··· EXCERPTED TEXT
Segmentation Mask Generation

The Segment Anything Model (SAM) generates segmentation masks of the target objects using the bounding boxes provided by the multi-modal prompt generator. These masks incorporate semantic, geometric, and temporal correlation priors, enhancing the precision and reliability of object representation for robotic manipulation tasks.

Two-Stream Policy Model

The TPM is a two-stream architecture that processes raw images, language-reasoning object masks, and robot proprioception to predict robot actions. The model consists of a deeper branch (ResNet-50) to capture global RGB information and a shallower branch (ResNet-18) to capture local object-related RGB-M information. The features from both streams are fused using a CBAM block, and attention mechanisms are employed to enhance spatial perception and multi-view feature fusion.

Experimental Results

The effectiveness of the proposed approach was evaluated through real-world experiments on a Franka Emika robot arm. The experiments focused on pick-and-place tasks, assessing the system's ability to generalize to unseen objects, new backgrounds, and more distractors. The results, summarized in Table 1, demonstrate that the system exhibits robustness to a greater number of distractors and unseen objects, attributed to the inclusion of language-reasoning segmentation mask modality derived from foundation models for action prediction. The average success rate in the standard environment was 81.25%, while in the new background and more distractors scenarios, the success rates were 60.0% and 72.5%, respectively.

Further ablation studies (Table 2) validated the contributions of individual components, showing that segmentation masks outperform bounding boxes, tracking is more robust than frame-by-frame detection, multi-view fusion is more beneficial than single-view, and incorporating a separate RGB branch improves performance.

Figure 2: Experimental setup, including the robot arm, camera configurations, training backgrounds, and a challenging background for evaluation.

Figure 3: An example task where the robot interprets the instruction "I want to take a shower" to pick up a towel and place it near a Lego toy representing the user.

Discussion

The authors discuss the scalability of the approach and potential improvements. They suggest that the main performance bottleneck lies in the connection between the language reasoning module and the detection module, as current detectors still lack many visual concepts. They also recommend exploring offline LLMs and distilled lightweight vision models to improve the execution speed of the system.
······
··· SUPPLIED MATERIAL
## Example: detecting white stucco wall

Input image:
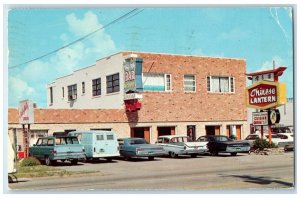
······
_EXPLORE THE MATERIAL_
1 – Reproduce the robot manipulation passage, starting with "Experimental Results" and going on through "and 72.5%, respectively.".
2 – Carry on the robot manipulation passage past its final sentence.
The material after the robot manipulation passage is taken from a different source.

_OUTPUTS BY TASK_
1 –
Experimental Results

The effectiveness of the proposed approach was evaluated through real-world experiments on a Franka Emika robot arm. The experiments focused on pick-and-place tasks, assessing the system's ability to generalize to unseen objects, new backgrounds, and more distractors. The results, summarized in Table 1, demonstrate that the system exhibits robustness to a greater number of distractors and unseen objects, attributed to the inclusion of language-reasoning segmentation mask modality derived from foundation models for action prediction. The average success rate in the standard environment was 81.25%, while in the new background and more distractors scenarios, the success rates were 60.0% and 72.5%, respectively.

2 –
The authors also address the limitations of their method by noting that extensive demonstrations are needed to learn complex behaviors for contact-rich skills. They acknowledge the need for manually designing complex prompt templates and leave this issue to future work.

Extension to Other Skills

The paper demonstrates the versatility of the policy model, which can be adapted to different manipulation skills such as opening a drawer, placing an object inside another, and placing an object on top of another. This is achieved by conditioning the model with different values assigned to the object masks, showcasing the potential for the system to be extended to a broader range of tasks.

Figure 4: The policy model's adaptability to different manipulation skills by assigning distinct values to object masks.

Conclusion

The paper makes a compelling case for leveraging internet-scale foundation models to enhance the generalization capabilities of robotic manipulation systems. By introducing language-reasoning segmentation masks as a condition representation, the proposed approach achieves sample-efficient learning and demonstrates robustness to unseen objects, new backgrounds, and more distractors. The two-stream policy model architecture further contributes to the system's excellent performance, and the scalability of the approach for new skills is highlighted. These results suggest a promising direction for future research in general-purpose robotic agents.